GOAL
Count the lines below that contain the word "dark". Reply with the number only.

Items from a data source

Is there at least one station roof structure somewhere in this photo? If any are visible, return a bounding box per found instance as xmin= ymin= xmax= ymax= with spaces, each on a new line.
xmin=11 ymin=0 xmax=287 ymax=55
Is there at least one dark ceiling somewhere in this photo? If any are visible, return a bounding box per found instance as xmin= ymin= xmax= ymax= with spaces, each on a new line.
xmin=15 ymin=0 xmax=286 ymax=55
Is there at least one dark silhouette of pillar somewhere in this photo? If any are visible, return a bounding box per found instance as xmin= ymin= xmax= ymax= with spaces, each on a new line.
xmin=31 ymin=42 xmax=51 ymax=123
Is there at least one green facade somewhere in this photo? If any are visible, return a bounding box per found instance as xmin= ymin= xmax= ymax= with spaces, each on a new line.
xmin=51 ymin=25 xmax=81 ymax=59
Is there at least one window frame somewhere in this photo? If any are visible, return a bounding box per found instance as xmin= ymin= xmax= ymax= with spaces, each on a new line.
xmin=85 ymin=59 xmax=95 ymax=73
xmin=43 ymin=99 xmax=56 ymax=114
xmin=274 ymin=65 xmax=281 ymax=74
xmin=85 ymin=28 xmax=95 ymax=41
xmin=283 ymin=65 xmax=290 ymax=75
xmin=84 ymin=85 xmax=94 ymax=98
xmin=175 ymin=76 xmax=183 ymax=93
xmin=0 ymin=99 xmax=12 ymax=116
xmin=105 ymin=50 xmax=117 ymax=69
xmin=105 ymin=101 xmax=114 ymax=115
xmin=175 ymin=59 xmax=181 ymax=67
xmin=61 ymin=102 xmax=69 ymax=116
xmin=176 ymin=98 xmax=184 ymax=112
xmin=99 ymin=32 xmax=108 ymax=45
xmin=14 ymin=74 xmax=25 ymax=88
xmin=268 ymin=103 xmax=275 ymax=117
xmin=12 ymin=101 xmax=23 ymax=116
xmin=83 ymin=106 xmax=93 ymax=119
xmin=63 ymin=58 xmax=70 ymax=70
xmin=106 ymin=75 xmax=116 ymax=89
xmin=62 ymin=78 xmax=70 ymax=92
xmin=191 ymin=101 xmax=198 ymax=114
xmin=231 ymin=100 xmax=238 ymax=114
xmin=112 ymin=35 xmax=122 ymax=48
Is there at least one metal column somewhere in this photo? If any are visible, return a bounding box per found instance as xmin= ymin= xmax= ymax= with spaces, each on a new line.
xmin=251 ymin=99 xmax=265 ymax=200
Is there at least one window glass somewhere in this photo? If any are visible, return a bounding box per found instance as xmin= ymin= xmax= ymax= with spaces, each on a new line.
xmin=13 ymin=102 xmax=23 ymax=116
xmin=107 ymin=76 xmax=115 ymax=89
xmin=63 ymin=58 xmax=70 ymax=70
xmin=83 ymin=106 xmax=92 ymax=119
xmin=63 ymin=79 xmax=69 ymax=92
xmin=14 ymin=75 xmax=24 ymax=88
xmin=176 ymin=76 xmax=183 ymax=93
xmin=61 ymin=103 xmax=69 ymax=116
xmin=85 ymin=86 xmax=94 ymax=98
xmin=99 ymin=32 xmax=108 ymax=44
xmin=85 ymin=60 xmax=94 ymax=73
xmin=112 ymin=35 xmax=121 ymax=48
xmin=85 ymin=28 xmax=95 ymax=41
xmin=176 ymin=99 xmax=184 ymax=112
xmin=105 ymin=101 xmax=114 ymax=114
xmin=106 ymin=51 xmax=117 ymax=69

FINAL ANSWER
2